Selection –

The acid was kicking in; everything seemed brighter, more beautiful and seemed to make sense. I looked over at my host, a wisp of smoke escaped from between his lips as he put out the joint in his hand. I think he was trying too hard to be honest. With his long blonde dreadlocked hair,  he looked like a flower child leftover from the 60’s. Or perhaps more like Shaggy from Scooby Doo. Either way though *Flower” had some great insights into drug use and the creative process.

From time immemorial our race has been using drugs to enhance the human experience, the Vikings berserkers would whip themselves into frenzy on mushrooms and Uni students have been popping Ritalin 10mgs like tiny white Smarties for decades to up their grades. I didn’t seek out Flower because I was looking for drugs to up my writing (so before you ask no I was not tripping when I typed this) I tried to get a meet up with him because he’s a well-known artist who’s constantly ‘on’ something.


“Look man” he said in a long drawn out voice. “So here, man, basically my day is always heavy when I’m making my stuff. Wake and bake as always!” We’re seated on giant Ankara covered cushions in his studio/apartment/parent’s pool house while he rolled what looked like the guka joints, a real fat long one that looked like split into pieces it could make four more. The walls are covered with his own art plus some from artists I recognize, there’s a Jackie Karuti III, Michael Soi and what looked like a Peterson Kamwathi. “I don’t know about these guys,” he says pointing to the paintings on the wall “but I can tell you this bro, if I’m not on something you’ll get some boring shi*t out of me”

hippie tongue

Image courtesy of Ursuladecayart


“All the greatest creative minds have hit something, that’s why half of Hollywood is hopped up on cocaine. Look at the Rolling Stones! I mean I’m sure some Kenyan artists are on it but they just never get caught.” He reached into his fanny pack (yes he was wearing a fanny pack) and pulled out several plastic baggies. He reached into one and gave me a tiny sliver of paper. He handed it to me then took out another and put it under his tongue “See bro, the Beatles were on LSD, the greatest band of all f*cking time! On LSD! Stick that under your tongue and we’ll keep going”

I did and waited.

Prompt A –
Echo the passage from the account of the visit to Flower, starting with "hippie tongue" and going on through "did and waited.".
Prompt B –
Write what comes next in the account of the visit to Flower, picking up after its final line.

Entries shown –
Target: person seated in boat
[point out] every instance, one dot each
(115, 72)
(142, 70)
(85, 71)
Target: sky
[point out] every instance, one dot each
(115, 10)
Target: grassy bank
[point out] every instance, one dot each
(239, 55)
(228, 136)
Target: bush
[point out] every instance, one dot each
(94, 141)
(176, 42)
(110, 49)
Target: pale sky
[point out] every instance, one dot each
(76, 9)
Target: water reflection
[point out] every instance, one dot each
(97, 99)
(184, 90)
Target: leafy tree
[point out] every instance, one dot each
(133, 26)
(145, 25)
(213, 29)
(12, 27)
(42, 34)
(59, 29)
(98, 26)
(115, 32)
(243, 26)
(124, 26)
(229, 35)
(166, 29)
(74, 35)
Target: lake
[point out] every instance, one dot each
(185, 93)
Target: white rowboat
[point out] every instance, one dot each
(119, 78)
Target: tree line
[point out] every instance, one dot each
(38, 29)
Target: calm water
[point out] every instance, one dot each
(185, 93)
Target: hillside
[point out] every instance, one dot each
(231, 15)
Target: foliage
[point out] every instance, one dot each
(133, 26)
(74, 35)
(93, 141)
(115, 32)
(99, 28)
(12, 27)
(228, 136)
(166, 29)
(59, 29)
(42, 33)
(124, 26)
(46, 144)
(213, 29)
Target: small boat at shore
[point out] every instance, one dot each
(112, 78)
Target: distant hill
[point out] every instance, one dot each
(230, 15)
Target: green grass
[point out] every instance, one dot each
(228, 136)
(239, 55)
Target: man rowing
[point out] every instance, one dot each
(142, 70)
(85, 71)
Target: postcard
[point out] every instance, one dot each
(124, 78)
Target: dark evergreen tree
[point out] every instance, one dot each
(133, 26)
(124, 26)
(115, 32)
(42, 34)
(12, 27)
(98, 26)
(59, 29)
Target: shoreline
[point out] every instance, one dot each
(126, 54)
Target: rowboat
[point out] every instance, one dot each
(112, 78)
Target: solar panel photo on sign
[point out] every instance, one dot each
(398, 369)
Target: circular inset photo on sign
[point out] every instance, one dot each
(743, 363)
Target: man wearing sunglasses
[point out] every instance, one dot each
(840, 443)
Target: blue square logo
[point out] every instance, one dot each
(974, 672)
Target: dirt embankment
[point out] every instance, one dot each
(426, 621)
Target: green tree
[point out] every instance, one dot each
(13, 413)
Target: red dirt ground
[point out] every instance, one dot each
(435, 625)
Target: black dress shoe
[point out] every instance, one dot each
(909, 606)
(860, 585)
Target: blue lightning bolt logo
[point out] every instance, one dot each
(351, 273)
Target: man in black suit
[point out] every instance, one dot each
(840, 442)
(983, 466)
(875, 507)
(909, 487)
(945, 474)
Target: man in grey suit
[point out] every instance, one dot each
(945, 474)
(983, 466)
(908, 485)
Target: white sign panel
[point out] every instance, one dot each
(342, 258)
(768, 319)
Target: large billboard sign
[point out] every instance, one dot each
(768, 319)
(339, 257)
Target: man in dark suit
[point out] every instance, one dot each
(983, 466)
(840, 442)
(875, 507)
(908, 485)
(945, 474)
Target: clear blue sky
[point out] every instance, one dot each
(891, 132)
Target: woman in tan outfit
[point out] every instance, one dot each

Task result A –
hippie tongue

Image courtesy of Ursuladecayart


“All the greatest creative minds have hit something, that’s why half of Hollywood is hopped up on cocaine. Look at the Rolling Stones! I mean I’m sure some Kenyan artists are on it but they just never get caught.” He reached into his fanny pack (yes he was wearing a fanny pack) and pulled out several plastic baggies. He reached into one and gave me a tiny sliver of paper. He handed it to me then took out another and put it under his tongue “See bro, the Beatles were on LSD, the greatest band of all f*cking time! On LSD! Stick that under your tongue and we’ll keep going”

I did and waited.

Task result B –
“I don’t care what the government man says, or all these people trying to hold us down or whatever. I’m not saying every artist should go Tony Montana and stick their nose in a mountain of coke and OD, that’s drug abuse. What I’m talking about is drug use! Taking some weed in the morning to mellow you out, and settle you down, add a psychedelic like special K, mushrooms or acid to open up that creative section of your mind and finally do a line of cocaine so you can pick up that paintbrush, pen or guitar and make some goddamn magic!”

I looked at him, a time displaced hippie living in his parents house in Karen who, despite having grown up in Kenya, still had a lazy Southern drawl, and I tried to figure out how he was still functioning after what I suppose was 3 or 4 years of constant self-dosing. He kept smoking his joint looking at me intensely with his surprisingly white eyes before he turned on his radio.

“We’ll just listen to some music till the LSD hits, and then we’ll head on outside, k man?”

“So what’s the point of it all? If you’re just going to be high all the time?”
“When it hits and you see the world, you’ll understand.”
An hour later we were lying in the grass outside and I kept staring at everything, transfixed. I could hear nature vibrating, feel sound on my skin and if there are gods out there they were speaking right into my soul, telling me all was well with the universe. I look at his paintings now and I finally understand where his vivid portrayal of landscapes and the reckless abandon with which he uses colours come from. I’d never advocate for the use of drugs in the creative process, but I now sure as hell understand it.

Dear Mummy, I’m Out!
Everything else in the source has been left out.